*Short task*
Please turn part of the records below into a Markdown table with the columns Row and Line, numbering each row and skipping blank lines. Begin at the line that has "the sky with" and stop after the line that has "the man's arm".

*Task material*
::::

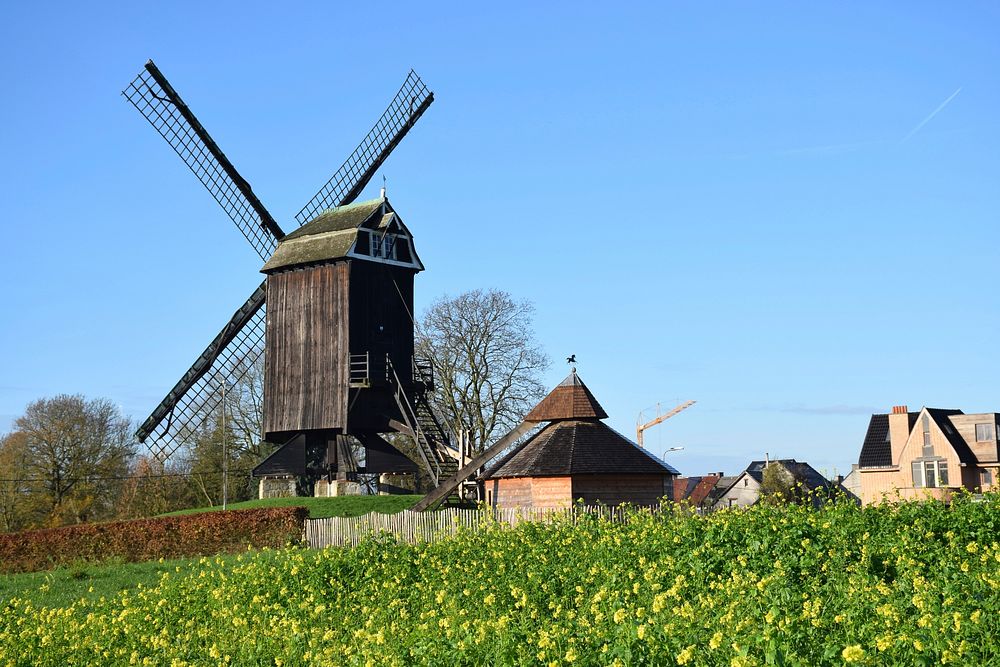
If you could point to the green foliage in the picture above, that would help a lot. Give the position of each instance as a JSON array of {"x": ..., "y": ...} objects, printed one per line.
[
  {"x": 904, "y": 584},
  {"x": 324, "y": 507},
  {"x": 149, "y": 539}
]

::::

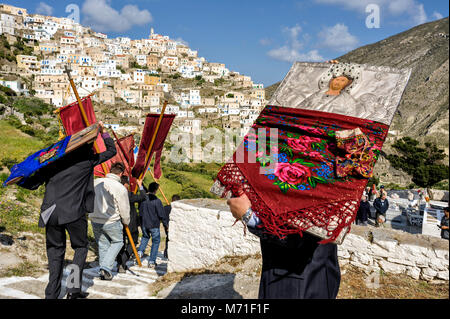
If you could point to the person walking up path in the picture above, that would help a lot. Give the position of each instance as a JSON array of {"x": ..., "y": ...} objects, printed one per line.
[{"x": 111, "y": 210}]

::::

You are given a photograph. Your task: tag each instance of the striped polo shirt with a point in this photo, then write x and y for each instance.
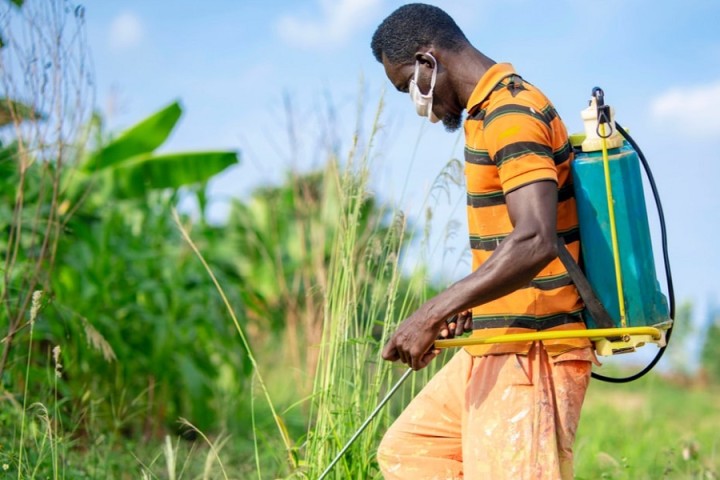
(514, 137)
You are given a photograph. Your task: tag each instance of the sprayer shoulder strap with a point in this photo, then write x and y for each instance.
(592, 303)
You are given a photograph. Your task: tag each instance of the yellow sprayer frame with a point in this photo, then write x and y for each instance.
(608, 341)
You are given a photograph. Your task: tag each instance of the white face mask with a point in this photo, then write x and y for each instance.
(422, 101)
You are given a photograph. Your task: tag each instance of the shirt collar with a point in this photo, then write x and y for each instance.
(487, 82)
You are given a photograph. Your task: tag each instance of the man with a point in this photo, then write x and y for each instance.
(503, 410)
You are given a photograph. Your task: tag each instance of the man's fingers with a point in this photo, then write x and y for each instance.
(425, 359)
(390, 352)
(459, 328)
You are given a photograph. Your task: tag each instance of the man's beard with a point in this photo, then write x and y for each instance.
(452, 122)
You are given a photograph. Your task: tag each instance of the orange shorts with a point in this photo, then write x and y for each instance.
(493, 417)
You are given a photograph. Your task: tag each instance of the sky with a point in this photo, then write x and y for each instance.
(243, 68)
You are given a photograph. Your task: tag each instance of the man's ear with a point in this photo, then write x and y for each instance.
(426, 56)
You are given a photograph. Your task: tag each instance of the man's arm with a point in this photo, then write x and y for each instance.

::::

*Full answer*
| Row | Line |
|---|---|
| 1 | You are given a photograph. Your task: tag each instance of the sky with a point in this photo, then write x and y for each instance. |
| 2 | (243, 68) |
| 3 | You are given a photograph. Your task: tag each instance of the man's ear with a point in this photo, then write x and y for each instance. |
| 4 | (426, 56) |
| 5 | You are given a photograph. Your task: tag each instance of the man's arm with a point in this photo, then write x and y for each instance. |